:: Okunacak Metin
12 Tem 2011 15:33 Son Güncelleme: 23 Kas 2018 12:34

HAFIZALARDAN SİLİNMEYECEK BİR YAZI! ÖZKÖK, NEDEN SİYASET YAZMIYOR?

Hürriyet yazarı Ertuğrul Özkök, Tarkan'ı örnek göstererek Ankara, Diyarbakır ve İmralı'ya da mesaj verdi.

Hürriyet Gazetesi'nin eski genel yayın yönetmeni Ertuğrul Özkök, bugünkü köşesinde hafızalardan kolay kolay çıkmayacak bir yazı kaleme aldı. Niçin siyaset yazmadığını anlatan Özkök, Tarkan'ı örnek göstererek Ankara, Diyarbakır ve İmralı'ya da mesaj verdi.

İşte Ertuğrul Özkök'ün bugünkü köşe yazısı

Neden siyaset yazmıyorum

ARKADAŞLARIM, okurlarım soruyor.

Daha doğrusu sormuyor, söylüyor:
“Artık siyaset yazmıyorsun”.
Evet yazmıyorum.
Gizli bir şey değil, zaten kendim de söylüyorum.

Belki, “ima yoluyla” bazı şeyler söylemek istediğimi sanıyorsunuz. Hayır, “Siyaseti hiçbir zaman sevmedim”.
Yazmayı da sevmedim.
Siyasetin, içimdeki gazeteciliği, asıl ruhumu fukaralaştırdığına inanıyorum.
Türkiye’de siyaset yazmadan yazar olunabilir mi diye sorarsanız, bu meslekteki en büyük hüsranlarımdan birini söyleyeyim.
Maalesef bazı insanlar hâlâ böyle bir şeye inanıyor.
Oysa, iç dünyamda siyasetten çok ama çok daha önemli şeyler var.
İkincisi; siyaseti sevmediğim ve pek de kafa yormadığım için, anlamıyorum da...
::::
:: Kayıt Kümesi
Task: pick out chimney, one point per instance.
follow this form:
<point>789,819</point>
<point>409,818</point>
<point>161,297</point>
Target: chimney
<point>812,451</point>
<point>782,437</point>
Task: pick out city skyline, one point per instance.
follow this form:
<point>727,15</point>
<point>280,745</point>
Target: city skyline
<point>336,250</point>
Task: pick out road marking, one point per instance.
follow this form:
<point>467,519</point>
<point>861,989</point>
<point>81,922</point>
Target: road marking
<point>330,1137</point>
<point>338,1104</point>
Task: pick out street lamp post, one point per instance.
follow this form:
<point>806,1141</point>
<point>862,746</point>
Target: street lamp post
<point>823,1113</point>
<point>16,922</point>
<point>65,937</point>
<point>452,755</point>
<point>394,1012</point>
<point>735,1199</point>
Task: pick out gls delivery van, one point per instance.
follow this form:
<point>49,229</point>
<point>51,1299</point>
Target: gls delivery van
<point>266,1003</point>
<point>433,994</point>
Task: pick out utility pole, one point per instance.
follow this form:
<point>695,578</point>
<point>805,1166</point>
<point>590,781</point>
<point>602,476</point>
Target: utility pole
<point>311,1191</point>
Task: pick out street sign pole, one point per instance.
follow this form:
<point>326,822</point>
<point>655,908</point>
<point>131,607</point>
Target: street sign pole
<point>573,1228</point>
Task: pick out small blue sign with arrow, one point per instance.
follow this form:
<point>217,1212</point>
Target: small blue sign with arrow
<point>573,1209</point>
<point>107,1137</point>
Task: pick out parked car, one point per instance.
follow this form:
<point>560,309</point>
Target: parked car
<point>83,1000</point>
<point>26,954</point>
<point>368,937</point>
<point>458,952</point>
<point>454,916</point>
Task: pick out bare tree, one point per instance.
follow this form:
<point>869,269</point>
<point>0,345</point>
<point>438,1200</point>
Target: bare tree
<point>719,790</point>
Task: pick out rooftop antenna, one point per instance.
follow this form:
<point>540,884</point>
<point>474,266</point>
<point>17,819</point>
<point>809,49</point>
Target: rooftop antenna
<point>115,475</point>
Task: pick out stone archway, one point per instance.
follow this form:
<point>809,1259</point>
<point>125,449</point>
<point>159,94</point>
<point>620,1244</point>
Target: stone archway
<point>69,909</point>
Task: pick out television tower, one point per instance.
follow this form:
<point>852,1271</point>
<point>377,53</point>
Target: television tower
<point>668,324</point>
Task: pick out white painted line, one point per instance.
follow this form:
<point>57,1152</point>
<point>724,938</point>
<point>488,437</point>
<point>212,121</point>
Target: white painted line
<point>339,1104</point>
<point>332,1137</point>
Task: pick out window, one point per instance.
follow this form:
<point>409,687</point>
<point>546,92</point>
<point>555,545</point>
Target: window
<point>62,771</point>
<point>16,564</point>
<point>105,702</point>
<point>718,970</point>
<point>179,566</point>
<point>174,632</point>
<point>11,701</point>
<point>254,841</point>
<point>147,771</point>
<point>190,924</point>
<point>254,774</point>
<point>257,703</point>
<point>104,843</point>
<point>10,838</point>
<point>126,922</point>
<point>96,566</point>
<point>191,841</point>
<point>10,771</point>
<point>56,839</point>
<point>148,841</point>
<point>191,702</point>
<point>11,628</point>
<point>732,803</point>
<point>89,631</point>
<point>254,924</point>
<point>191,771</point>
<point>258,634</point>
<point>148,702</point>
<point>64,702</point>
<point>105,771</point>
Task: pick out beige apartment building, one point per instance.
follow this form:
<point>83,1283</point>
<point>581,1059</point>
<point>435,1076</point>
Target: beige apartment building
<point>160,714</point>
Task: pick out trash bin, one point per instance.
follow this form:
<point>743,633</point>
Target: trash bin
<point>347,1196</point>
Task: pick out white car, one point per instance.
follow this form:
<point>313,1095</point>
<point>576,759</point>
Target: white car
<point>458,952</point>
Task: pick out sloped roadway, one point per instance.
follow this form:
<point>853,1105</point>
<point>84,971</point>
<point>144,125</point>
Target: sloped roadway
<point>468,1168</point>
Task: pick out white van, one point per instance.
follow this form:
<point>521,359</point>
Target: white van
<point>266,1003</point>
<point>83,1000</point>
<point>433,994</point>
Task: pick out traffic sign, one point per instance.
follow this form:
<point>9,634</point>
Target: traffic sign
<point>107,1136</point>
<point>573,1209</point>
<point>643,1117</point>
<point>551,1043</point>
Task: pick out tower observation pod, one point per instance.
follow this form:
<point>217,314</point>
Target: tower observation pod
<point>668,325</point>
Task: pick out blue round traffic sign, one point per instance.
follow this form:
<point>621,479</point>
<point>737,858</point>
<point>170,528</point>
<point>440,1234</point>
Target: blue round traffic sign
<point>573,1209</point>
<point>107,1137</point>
::::
- Yapılacak Görevler -
**1.** Özkök'ün neden siyaset yazmadığını anlattığı köşe yazısına göre, siyasetin neyi fukaralaştırdığına inanmaktadır?
**2.** Özkök'ün neden siyaset yazmadığını anlattığı köşe yazısını, son cümleden sonra kaldığı yerden sürdürünüz.

- Görevlere Göre Yanıtlar -
**1.** Siyasetin, içindeki gazeteciliği, asıl ruhunu fukaralaştırdığına inanmaktadır.

**2.**
O yüzden, “işime geldiğinde iyi olan bir şeyi, işime gelmediğinde kötü” diye nitelemeyi de beceremiyorum.
Ergenekon davasında mağdur olan bir insan, eskiden çok kızdığım, bana çok kötülük etmiş biri olsa da, adaletsizliğe karşı öfkemi sansürleyemiyorum.
Bunları anlamadığım için de, siyaset yazmayı beceremiyorum.
Yine de yazmamamın asıl nedeni o değil.
Çocukluğumdan beri itiraz kültürü ile büyüdüm ve içimde, münafıklıkla muhaliflik çizgisi arasında serserilik yapan, haylaz ve afacan biri var.
Bugüne kadar onu alt edebilen tek insan rahmetli Turgut Özal oldu. Beni solcu muhaliflikten alıp, serbest piyasa ve hür düşünce yanlısı bir insana çevirdi.
Adım “Özköşk”e, “yalaka”ya, “dönek”e çıkarılmıştı, hiç umurumda değildi.
Çünkü “övmek” kadar, “yermek” hakkına da sonuna kadar sahiptim. İşte bu duyguyla, Özal’ın oğlunun Florida’daki evlerini haber yapabildim. Semra Hanım’ın İstanbul il başkanlığına çıkışını eleştirebildim; siyasi yasakların referandumla kaldırılmasının Türk demokrasisinin ayıbı olduğunu, bunu Meclis’te bizzat Özal’ın kaldırması gerektiğini savundum.
Ben bunları yazdım ve Turgut Bey bana küsmedi. Öldüğü güne kadar onu içimden geldiğince bol bol övdüm, bugün de aynı şeyi yapmaya devam ediyorum.
Bu ülkenin “zihniyet haritasını” değiştiren, hepimize, küresel bir dünyada yaşadığımız gerçeğini öğreten insandır.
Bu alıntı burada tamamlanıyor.